■ **What is being asked**: Across the entries, how many lines have the string "black" in them? Reply with only a number.

Referring expression data:
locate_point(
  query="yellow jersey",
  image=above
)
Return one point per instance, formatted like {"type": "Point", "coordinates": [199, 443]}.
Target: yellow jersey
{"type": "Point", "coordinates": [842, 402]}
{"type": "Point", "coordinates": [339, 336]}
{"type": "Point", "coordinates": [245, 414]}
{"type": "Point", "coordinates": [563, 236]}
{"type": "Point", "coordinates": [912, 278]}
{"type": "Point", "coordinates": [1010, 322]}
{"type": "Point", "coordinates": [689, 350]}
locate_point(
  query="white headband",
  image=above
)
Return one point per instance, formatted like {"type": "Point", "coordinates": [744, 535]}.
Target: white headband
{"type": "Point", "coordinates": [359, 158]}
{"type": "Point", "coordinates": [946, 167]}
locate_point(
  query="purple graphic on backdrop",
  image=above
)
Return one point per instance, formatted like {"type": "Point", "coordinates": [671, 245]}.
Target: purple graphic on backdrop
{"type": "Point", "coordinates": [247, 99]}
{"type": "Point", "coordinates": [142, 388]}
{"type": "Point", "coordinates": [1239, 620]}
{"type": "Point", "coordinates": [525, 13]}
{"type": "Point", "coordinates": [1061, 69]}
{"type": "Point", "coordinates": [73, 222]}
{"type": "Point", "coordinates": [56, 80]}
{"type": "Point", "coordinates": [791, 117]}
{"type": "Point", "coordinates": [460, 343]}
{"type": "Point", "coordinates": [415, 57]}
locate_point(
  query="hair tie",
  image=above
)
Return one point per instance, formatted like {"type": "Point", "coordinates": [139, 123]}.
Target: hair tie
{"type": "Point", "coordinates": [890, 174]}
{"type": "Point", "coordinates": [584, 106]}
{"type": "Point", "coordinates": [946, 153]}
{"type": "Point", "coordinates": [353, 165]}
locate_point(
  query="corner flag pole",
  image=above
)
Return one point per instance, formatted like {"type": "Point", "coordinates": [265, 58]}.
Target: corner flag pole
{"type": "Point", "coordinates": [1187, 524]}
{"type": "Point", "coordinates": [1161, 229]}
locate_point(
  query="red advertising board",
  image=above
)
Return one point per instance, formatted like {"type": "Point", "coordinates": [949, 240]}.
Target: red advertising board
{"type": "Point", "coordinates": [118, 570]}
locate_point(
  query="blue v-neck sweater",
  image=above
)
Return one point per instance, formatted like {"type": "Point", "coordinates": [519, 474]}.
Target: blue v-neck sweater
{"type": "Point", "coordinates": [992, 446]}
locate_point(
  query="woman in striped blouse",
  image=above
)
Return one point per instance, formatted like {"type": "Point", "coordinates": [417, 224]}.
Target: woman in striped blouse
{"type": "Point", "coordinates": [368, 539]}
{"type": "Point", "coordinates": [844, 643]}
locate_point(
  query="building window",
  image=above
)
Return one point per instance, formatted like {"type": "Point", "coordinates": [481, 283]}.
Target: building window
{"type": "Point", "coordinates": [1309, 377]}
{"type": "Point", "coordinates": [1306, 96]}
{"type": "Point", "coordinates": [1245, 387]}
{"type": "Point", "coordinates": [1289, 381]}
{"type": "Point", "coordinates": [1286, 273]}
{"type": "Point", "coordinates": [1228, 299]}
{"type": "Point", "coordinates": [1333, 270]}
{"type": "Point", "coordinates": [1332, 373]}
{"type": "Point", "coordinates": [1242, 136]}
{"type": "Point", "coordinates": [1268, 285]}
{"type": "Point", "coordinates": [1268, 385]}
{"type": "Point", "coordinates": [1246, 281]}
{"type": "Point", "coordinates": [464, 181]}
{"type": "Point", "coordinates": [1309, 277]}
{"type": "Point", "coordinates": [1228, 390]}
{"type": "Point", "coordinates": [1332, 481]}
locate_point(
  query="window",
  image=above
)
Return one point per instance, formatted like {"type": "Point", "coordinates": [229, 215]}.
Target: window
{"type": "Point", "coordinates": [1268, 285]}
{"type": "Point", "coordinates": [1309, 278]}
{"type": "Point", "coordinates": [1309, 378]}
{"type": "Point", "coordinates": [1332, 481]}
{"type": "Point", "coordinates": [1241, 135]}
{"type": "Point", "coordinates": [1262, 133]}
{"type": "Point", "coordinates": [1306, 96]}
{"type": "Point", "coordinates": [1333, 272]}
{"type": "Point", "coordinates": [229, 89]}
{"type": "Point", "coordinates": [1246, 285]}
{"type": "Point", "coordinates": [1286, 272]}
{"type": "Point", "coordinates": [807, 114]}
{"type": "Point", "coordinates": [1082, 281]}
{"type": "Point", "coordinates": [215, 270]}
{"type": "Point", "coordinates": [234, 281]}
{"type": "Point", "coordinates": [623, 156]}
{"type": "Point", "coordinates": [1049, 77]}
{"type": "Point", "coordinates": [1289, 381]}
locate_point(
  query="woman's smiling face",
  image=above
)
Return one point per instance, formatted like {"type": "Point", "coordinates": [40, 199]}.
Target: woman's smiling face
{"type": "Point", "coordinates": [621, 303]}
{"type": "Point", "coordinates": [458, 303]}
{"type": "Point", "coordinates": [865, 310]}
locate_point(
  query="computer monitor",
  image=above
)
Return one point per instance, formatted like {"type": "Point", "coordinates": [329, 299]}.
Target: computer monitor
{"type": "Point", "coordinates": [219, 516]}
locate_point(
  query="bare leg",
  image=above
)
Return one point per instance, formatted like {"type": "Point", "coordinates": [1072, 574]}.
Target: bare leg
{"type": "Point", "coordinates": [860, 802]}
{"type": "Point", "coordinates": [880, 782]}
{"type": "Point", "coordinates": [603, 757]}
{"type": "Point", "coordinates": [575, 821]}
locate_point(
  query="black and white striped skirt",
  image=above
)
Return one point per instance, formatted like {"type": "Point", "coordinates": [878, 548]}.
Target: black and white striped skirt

■ **Solution to this problem**: 2